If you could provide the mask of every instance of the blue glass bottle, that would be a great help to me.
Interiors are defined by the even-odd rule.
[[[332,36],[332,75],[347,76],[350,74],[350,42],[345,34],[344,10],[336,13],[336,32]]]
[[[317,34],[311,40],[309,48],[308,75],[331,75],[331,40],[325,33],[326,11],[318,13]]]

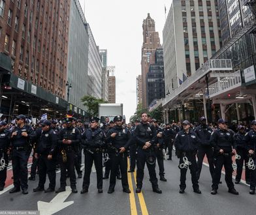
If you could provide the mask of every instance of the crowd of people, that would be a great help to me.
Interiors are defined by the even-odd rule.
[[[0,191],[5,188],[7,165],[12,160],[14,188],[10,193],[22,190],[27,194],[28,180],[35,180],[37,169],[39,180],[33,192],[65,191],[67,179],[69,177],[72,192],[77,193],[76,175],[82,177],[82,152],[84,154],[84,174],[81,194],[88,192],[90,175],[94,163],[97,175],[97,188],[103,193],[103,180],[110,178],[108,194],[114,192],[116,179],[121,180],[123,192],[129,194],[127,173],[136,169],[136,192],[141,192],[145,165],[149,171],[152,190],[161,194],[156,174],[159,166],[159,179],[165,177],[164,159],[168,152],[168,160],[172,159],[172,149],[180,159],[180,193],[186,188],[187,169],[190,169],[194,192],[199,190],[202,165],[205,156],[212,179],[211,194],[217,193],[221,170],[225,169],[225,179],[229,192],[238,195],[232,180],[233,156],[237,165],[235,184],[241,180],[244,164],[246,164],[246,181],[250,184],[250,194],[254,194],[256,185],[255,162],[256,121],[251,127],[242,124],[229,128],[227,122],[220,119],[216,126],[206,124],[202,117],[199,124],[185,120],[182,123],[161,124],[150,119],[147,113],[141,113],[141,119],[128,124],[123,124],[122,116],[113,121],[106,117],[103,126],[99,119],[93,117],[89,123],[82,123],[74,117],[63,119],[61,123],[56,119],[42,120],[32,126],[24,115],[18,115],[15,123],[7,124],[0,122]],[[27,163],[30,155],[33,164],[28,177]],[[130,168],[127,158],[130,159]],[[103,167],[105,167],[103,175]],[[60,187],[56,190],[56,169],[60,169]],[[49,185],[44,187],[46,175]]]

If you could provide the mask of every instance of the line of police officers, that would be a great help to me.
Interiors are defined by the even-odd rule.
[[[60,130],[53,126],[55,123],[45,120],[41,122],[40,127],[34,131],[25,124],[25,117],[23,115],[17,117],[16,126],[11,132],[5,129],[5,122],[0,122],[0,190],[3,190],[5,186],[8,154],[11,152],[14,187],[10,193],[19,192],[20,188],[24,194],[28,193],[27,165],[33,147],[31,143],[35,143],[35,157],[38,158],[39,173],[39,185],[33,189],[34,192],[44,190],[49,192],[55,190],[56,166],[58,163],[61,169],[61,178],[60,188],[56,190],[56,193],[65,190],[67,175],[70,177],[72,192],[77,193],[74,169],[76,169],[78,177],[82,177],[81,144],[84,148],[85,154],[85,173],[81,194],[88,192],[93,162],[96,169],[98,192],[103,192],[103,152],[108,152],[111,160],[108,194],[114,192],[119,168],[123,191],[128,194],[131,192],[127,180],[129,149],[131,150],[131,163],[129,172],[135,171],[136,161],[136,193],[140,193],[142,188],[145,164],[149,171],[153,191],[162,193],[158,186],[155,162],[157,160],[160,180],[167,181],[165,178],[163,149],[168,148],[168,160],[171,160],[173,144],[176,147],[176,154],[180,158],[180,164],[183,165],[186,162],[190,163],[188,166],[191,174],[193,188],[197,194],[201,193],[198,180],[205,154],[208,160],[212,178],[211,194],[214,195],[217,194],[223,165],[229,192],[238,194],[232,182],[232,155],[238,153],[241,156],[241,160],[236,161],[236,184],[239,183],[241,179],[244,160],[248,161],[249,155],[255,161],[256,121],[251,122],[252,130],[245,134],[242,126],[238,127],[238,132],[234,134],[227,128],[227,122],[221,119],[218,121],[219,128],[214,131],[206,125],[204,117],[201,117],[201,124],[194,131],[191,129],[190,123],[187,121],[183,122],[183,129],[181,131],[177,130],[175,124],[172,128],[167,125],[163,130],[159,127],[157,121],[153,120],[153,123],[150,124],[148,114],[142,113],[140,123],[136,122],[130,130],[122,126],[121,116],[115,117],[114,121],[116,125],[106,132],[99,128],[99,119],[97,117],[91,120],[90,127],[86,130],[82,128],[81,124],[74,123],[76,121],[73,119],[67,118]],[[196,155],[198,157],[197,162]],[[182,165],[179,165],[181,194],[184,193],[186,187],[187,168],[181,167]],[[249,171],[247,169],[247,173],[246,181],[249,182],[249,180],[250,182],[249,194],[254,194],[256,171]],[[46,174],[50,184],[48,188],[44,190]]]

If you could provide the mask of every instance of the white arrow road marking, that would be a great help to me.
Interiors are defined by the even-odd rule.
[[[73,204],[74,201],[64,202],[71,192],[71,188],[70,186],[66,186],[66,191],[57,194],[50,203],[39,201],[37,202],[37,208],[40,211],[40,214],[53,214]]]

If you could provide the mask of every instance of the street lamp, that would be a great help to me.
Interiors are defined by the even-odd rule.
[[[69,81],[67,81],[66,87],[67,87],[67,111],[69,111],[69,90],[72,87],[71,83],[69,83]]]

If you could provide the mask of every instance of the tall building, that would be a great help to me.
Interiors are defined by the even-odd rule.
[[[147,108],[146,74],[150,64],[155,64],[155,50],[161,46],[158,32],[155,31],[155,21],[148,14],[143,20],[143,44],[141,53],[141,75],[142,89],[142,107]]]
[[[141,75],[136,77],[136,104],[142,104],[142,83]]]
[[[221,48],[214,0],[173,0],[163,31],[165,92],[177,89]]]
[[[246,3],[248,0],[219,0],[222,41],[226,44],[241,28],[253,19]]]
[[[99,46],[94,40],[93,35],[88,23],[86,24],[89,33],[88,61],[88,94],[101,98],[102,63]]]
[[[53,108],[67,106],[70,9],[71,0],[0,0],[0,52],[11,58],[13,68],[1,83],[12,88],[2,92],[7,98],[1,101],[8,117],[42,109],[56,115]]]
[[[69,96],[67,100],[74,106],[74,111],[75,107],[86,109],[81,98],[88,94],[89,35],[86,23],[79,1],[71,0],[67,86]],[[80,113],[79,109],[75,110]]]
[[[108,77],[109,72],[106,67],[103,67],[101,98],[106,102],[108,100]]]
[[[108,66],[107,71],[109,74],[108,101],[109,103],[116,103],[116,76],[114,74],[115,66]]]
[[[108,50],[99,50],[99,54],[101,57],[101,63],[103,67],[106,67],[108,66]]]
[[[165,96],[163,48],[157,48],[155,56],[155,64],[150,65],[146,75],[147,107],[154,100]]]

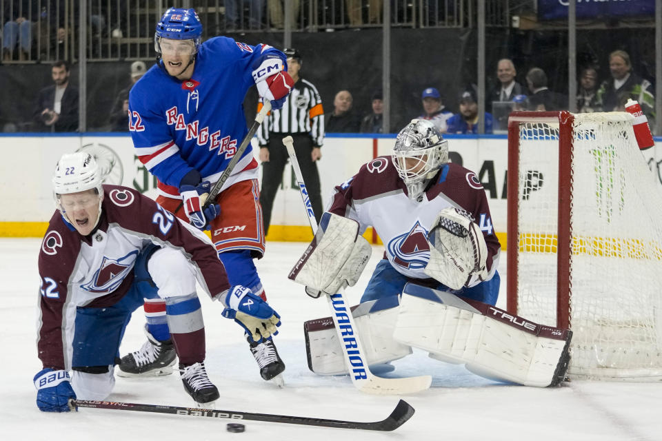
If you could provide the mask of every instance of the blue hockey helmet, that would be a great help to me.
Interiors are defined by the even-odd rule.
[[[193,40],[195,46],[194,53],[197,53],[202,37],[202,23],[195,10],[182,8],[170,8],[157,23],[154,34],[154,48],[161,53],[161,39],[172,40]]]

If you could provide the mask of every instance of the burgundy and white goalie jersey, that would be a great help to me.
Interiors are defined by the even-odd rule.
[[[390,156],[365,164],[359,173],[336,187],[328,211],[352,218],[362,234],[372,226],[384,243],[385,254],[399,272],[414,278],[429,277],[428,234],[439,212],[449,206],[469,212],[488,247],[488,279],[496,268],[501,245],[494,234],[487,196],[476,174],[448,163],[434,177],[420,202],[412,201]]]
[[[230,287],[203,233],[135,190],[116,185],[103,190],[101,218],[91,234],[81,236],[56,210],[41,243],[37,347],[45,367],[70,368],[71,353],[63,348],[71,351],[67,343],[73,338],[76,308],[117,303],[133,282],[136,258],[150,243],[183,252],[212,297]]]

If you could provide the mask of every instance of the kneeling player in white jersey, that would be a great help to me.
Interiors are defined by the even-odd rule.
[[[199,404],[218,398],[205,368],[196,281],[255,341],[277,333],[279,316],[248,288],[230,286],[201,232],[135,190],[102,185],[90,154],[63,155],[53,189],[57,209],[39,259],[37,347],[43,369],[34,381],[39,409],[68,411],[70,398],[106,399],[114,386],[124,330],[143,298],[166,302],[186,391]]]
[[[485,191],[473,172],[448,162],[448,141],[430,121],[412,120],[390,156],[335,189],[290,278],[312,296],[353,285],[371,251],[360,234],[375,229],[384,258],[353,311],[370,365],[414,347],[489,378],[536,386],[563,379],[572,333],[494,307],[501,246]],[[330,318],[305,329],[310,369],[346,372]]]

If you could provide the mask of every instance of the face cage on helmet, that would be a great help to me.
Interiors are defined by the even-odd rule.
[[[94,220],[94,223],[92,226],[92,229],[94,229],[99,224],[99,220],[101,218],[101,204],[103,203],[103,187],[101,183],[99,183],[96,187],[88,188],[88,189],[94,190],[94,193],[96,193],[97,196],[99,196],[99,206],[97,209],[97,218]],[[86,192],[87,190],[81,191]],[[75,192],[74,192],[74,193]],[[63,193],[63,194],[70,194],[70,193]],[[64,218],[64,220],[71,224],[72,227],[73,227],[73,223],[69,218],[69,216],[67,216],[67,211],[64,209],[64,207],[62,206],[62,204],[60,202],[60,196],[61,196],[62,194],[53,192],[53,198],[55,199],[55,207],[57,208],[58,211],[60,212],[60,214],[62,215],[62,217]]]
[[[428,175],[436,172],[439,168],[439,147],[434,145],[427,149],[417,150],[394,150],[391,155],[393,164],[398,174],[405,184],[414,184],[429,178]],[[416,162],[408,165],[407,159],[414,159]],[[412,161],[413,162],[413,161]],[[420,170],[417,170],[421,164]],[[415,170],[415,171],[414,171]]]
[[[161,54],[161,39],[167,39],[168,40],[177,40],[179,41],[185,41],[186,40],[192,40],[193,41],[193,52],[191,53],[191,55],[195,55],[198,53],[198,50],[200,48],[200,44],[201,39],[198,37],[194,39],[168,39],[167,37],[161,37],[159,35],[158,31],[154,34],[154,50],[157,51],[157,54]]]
□ □ □ □
Objective: Could you lay out the entries as a numbered list, starting at the line that contains "of the face" and ending at the final line of the entries, with blank lines left out?

Output for this task:
1. If you could provide the mask of every instance of the face cage on helmet, that would be a great help to me.
2. Interiors are defined by the even-odd rule.
3. [[[94,220],[94,223],[92,226],[92,229],[94,229],[99,224],[99,220],[101,218],[101,204],[103,203],[103,187],[101,183],[99,183],[96,187],[88,188],[88,189],[94,190],[94,193],[96,193],[97,196],[99,196],[99,206],[97,209],[97,218]],[[86,192],[87,190],[81,191]],[[75,192],[74,192],[74,193]],[[63,193],[63,194],[70,194],[70,193]],[[64,218],[64,220],[71,224],[72,227],[73,227],[73,223],[69,218],[69,216],[67,216],[67,211],[64,209],[64,207],[62,206],[62,204],[60,202],[60,196],[61,196],[62,194],[53,192],[53,198],[55,199],[55,207],[57,208],[58,211],[60,212],[60,214],[62,215],[62,217]]]
4. [[[428,175],[436,172],[439,168],[439,147],[434,145],[427,149],[417,150],[394,150],[391,155],[393,164],[398,174],[405,184],[414,184],[429,178]],[[416,162],[408,165],[407,159],[414,159]],[[412,161],[413,162],[413,161]],[[420,170],[417,170],[421,164]],[[415,170],[415,171],[414,171]]]
5. [[[161,54],[161,39],[167,39],[168,40],[177,40],[179,41],[185,41],[186,40],[192,40],[193,41],[193,52],[191,53],[191,55],[195,55],[198,53],[198,50],[200,48],[200,44],[201,39],[198,37],[194,39],[168,39],[167,37],[161,37],[159,35],[158,31],[154,34],[154,50],[157,51],[157,54]]]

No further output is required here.